*POR HACER*: Actualiza y escribe de nuevo las líneas que van desde la que contiene "Every instance gets one point. Tag the brick" hasta la que contiene "Target: brick paved walkway", ambas incluidas. Pon "stone" en lugar de "brick" sin cambiar nada más.

*MATERIAL PROPORCIONADO*:
- - - -

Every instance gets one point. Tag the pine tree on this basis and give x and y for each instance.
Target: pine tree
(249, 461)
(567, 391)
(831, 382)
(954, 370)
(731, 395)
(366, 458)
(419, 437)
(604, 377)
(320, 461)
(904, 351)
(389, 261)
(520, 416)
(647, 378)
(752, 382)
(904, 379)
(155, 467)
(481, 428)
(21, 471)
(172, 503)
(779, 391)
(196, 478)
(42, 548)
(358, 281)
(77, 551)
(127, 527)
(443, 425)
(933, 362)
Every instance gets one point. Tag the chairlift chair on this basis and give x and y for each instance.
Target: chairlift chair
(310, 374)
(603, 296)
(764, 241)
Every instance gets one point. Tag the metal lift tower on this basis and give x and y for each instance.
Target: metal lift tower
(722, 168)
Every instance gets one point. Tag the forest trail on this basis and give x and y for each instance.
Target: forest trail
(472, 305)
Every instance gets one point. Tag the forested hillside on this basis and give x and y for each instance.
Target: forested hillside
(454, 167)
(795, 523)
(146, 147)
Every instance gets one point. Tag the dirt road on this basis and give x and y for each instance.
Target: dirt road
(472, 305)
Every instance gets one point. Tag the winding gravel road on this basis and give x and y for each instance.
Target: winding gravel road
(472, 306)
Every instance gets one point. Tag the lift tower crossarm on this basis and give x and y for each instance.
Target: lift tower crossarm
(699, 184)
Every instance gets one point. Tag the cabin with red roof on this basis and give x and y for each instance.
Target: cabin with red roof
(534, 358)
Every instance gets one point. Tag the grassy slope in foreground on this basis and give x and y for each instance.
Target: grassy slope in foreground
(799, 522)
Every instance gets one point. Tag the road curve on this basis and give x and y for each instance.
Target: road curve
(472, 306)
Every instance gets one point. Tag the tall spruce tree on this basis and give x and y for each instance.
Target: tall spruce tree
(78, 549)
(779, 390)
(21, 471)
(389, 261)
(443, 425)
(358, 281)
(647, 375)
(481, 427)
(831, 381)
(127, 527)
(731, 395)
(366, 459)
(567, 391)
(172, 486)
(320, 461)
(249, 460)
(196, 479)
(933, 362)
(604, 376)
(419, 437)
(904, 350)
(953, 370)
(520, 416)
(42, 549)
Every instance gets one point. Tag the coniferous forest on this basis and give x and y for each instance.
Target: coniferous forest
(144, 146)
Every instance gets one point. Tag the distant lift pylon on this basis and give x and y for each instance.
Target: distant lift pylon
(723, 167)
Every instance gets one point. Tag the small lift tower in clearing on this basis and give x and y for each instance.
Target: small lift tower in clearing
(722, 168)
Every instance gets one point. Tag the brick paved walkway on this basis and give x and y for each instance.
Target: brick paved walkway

- - - -

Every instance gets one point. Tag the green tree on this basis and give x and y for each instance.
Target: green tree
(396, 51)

- - - -

*RESULTADO DEL EJERCICIO*:
Every instance gets one point. Tag the stone paved walkway on this basis and give x and y for each instance.
Target: stone paved walkway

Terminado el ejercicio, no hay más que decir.